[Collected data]
----

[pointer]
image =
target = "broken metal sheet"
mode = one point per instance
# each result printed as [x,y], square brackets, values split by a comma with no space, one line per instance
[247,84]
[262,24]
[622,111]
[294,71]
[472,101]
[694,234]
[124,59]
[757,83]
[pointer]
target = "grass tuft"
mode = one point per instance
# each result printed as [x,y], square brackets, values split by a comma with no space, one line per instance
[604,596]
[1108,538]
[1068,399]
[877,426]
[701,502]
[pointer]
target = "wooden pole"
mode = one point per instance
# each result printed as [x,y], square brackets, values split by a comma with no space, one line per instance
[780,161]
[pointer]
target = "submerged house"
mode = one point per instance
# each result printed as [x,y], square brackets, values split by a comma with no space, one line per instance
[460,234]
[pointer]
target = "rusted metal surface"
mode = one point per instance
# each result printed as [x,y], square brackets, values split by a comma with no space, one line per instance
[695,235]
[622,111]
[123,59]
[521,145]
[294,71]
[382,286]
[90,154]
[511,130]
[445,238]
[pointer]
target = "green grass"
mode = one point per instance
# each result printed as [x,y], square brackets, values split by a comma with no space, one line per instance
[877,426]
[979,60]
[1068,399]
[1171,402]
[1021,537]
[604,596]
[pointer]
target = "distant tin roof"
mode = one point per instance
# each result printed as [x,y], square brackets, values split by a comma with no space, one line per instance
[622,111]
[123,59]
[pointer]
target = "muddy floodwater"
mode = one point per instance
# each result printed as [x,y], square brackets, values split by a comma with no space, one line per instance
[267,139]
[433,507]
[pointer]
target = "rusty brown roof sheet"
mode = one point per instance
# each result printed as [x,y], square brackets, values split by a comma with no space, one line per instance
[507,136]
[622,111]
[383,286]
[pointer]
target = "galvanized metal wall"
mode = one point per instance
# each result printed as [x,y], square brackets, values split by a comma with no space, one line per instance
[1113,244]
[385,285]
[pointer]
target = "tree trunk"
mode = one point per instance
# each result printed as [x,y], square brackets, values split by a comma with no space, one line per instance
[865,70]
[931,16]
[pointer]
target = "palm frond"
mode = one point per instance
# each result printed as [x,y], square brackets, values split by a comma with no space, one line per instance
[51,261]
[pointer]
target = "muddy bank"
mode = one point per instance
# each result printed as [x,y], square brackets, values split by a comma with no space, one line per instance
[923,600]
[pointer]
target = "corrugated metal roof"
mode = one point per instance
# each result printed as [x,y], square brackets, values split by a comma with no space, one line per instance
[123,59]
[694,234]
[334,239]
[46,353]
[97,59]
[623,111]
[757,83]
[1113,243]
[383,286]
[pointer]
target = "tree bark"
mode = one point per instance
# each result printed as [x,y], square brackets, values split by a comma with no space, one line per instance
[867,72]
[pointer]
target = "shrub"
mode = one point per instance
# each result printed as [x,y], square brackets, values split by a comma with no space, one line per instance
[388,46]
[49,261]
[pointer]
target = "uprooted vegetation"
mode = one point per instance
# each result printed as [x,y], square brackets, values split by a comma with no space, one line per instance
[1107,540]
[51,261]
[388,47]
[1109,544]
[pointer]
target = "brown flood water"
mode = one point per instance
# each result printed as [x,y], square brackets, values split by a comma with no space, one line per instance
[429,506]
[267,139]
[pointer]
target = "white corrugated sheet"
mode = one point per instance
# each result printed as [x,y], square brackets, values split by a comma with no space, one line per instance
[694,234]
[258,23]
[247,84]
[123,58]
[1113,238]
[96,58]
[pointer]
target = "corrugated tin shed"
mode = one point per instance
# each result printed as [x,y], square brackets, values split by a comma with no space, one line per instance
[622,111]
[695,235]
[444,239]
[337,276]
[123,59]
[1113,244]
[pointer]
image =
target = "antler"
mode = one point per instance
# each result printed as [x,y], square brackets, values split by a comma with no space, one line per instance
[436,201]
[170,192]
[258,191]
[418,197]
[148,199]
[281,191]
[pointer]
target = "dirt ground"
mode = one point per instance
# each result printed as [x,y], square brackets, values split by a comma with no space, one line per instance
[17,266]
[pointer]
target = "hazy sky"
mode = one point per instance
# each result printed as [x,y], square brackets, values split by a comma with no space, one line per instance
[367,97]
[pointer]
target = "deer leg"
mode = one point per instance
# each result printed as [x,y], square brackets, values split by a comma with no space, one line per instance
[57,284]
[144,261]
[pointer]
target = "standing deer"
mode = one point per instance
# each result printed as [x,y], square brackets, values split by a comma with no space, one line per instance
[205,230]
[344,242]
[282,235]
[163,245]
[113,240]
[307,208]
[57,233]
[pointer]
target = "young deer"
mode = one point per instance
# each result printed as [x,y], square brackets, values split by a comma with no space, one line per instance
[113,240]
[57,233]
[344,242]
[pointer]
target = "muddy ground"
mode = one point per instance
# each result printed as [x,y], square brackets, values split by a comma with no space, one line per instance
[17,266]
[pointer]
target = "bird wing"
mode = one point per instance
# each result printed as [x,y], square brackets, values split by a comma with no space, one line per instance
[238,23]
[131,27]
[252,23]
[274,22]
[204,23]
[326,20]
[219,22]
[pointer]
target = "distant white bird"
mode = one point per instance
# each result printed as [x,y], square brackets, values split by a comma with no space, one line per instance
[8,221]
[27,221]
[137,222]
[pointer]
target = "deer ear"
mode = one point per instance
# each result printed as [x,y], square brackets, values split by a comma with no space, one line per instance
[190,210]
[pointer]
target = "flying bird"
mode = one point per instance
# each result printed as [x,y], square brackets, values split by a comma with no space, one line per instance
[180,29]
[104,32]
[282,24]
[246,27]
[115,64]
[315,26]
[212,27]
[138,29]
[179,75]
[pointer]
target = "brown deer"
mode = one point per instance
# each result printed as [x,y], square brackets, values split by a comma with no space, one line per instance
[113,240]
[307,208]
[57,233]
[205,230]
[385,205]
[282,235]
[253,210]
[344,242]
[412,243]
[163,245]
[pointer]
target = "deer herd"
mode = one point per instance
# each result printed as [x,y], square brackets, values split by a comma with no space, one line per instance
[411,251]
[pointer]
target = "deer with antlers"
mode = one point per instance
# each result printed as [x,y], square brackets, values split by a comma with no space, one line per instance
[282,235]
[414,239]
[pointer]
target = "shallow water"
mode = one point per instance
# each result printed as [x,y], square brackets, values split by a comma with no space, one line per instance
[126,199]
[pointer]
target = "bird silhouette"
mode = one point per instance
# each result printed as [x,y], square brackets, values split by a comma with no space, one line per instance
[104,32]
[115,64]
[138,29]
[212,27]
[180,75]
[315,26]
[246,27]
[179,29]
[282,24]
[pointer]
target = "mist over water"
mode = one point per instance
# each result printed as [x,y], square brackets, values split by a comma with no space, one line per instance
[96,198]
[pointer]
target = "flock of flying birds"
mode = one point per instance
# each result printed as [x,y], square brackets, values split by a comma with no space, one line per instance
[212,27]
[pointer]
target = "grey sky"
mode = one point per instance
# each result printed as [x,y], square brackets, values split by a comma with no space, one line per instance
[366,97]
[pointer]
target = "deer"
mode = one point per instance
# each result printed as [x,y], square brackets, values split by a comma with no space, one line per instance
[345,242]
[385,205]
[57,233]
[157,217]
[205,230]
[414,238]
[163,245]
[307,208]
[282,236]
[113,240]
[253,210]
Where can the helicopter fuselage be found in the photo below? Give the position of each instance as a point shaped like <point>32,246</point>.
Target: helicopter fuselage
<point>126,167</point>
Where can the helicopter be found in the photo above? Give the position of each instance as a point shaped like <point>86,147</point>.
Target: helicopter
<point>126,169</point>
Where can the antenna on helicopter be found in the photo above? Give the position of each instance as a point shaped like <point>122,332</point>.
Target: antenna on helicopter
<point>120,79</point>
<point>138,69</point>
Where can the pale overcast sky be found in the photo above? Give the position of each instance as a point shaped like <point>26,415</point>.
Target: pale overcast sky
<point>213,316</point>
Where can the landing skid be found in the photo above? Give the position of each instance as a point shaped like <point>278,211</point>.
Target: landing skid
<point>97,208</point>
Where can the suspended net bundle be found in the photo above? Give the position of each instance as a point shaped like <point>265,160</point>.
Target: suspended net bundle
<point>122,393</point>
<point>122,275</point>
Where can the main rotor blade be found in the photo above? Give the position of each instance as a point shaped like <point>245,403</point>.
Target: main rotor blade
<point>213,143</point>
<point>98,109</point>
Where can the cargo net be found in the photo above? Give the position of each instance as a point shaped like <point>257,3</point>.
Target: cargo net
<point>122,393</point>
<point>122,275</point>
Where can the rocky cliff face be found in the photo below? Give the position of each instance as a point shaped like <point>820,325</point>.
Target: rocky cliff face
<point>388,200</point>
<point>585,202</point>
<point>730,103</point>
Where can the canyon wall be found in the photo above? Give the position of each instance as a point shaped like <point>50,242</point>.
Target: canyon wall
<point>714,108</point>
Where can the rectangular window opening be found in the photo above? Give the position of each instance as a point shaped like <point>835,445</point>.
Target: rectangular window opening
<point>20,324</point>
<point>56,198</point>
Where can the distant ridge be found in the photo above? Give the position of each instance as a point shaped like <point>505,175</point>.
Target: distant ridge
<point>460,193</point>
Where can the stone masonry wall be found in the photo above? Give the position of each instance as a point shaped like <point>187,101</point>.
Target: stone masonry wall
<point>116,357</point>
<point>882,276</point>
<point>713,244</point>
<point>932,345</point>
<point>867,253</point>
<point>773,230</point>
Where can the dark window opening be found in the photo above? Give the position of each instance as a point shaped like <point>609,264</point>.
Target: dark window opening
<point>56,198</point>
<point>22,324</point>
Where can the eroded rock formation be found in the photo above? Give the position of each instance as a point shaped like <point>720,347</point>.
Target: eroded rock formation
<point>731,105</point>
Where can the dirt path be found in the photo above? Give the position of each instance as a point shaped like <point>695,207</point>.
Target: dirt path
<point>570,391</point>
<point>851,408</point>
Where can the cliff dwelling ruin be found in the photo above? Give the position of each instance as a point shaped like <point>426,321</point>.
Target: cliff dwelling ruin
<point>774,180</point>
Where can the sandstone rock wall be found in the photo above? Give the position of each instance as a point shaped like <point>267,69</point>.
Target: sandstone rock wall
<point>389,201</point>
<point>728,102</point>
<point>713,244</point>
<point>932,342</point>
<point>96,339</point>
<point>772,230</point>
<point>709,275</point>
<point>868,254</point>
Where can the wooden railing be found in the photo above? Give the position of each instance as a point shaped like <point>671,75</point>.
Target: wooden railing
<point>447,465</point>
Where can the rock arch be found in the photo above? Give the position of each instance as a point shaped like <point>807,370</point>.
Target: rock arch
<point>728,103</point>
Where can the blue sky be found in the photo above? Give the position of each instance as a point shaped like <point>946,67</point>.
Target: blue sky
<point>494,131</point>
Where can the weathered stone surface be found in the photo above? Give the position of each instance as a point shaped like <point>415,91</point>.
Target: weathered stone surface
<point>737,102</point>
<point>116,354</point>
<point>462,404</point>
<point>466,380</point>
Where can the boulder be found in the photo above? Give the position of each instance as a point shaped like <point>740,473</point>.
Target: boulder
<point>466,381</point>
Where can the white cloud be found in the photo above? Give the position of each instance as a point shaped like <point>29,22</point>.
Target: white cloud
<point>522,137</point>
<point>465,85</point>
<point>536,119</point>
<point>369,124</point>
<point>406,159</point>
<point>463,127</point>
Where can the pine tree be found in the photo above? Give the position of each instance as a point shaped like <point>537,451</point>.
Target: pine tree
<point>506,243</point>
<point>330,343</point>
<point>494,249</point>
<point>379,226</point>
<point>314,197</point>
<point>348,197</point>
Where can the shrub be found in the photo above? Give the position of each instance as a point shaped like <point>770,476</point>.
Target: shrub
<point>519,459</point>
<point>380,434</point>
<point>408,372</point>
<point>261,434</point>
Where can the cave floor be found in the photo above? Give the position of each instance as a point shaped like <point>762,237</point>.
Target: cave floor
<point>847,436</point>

----

**Written instruction**. Can you copy out everything in the listing from the line containing "Where can the distant" down to the line containing "<point>460,193</point>", substituting "mountain ridge" for "distant ridge" and keeping all else the same?

**Exercise solution**.
Where can the mountain ridge be found in the photo above? Give the position of each instance as a point shaped like <point>505,175</point>.
Target: mountain ridge
<point>460,193</point>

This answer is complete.